**GOAL OF THE EXERCISE:** Revise the part of the listing that runs from its start through the line containing "positive clicks: (2, 100)", both ends included, replacing "rough mask" with "coarse mask" and leaving everything else unchanged. Reproduce only that part, without the pictures.

**RECORDS FOR THE EXERCISE:**
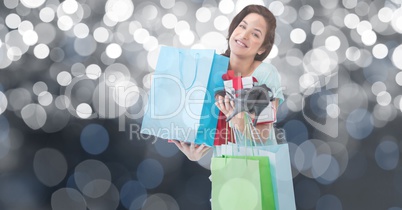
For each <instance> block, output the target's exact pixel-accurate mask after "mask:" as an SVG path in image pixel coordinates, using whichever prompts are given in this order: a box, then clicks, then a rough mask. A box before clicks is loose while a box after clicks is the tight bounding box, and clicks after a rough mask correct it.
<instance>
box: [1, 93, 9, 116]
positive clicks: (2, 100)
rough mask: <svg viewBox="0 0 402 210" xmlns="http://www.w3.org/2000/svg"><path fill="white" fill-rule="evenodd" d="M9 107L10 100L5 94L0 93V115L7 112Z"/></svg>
mask: <svg viewBox="0 0 402 210" xmlns="http://www.w3.org/2000/svg"><path fill="white" fill-rule="evenodd" d="M7 105H8V100H7V97H6V95H4V93H3V92H1V91H0V115H1V114H2V113H3V112H4V111H6V108H7Z"/></svg>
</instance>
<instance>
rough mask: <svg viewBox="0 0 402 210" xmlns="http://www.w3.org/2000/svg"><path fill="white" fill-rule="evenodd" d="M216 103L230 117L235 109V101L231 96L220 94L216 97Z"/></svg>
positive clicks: (227, 116) (219, 107) (216, 105)
mask: <svg viewBox="0 0 402 210" xmlns="http://www.w3.org/2000/svg"><path fill="white" fill-rule="evenodd" d="M215 100H216V102H215V105H216V106H217V107H218V109H219V110H220V111H221V112H222V113H223V114H224V115H225V116H226V117H229V116H230V115H231V114H232V113H233V111H234V102H233V101H230V99H229V96H227V95H226V96H225V97H222V96H218V97H216V98H215Z"/></svg>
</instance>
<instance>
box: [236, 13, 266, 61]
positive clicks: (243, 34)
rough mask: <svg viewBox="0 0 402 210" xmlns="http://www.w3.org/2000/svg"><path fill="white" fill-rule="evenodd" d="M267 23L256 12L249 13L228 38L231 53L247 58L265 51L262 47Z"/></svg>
mask: <svg viewBox="0 0 402 210" xmlns="http://www.w3.org/2000/svg"><path fill="white" fill-rule="evenodd" d="M267 27H268V26H267V23H266V22H265V20H264V18H263V17H262V16H261V15H259V14H257V13H250V14H248V15H247V16H246V17H244V19H243V20H242V21H241V22H240V23H239V25H238V26H237V27H236V28H235V30H234V31H233V33H232V35H231V36H230V38H229V46H230V50H231V53H232V54H234V55H236V56H239V57H243V58H247V57H252V58H254V57H255V55H256V54H257V53H258V54H261V53H263V52H264V51H265V49H264V48H262V47H261V46H262V43H263V42H264V38H265V35H266V33H267Z"/></svg>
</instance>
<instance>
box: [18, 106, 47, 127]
mask: <svg viewBox="0 0 402 210" xmlns="http://www.w3.org/2000/svg"><path fill="white" fill-rule="evenodd" d="M21 116H22V119H23V120H24V122H25V124H26V125H27V126H29V127H30V128H31V129H33V130H38V129H40V128H42V127H43V126H44V125H45V123H46V120H47V114H46V111H45V109H44V108H43V107H42V106H40V105H38V104H28V105H26V106H24V108H22V110H21Z"/></svg>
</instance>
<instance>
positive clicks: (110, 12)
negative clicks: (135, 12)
mask: <svg viewBox="0 0 402 210" xmlns="http://www.w3.org/2000/svg"><path fill="white" fill-rule="evenodd" d="M133 11H134V4H133V2H132V1H131V0H108V1H107V2H106V5H105V12H106V16H107V17H108V18H109V19H110V20H113V21H116V22H123V21H125V20H127V19H129V18H130V17H131V16H132V14H133Z"/></svg>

**REPLY TO THE TASK:**
For each <instance> block, output the target's exact pixel-accurate mask after "mask:" as an SVG path in image pixel coordinates, using whichever prompts are given in this order: a box, then clicks, then a coarse mask. A box before clicks is loose while a box after clicks is the tight bounding box, and clicks after a coarse mask correct it.
<instance>
box: [1, 93, 9, 116]
positive clicks: (2, 100)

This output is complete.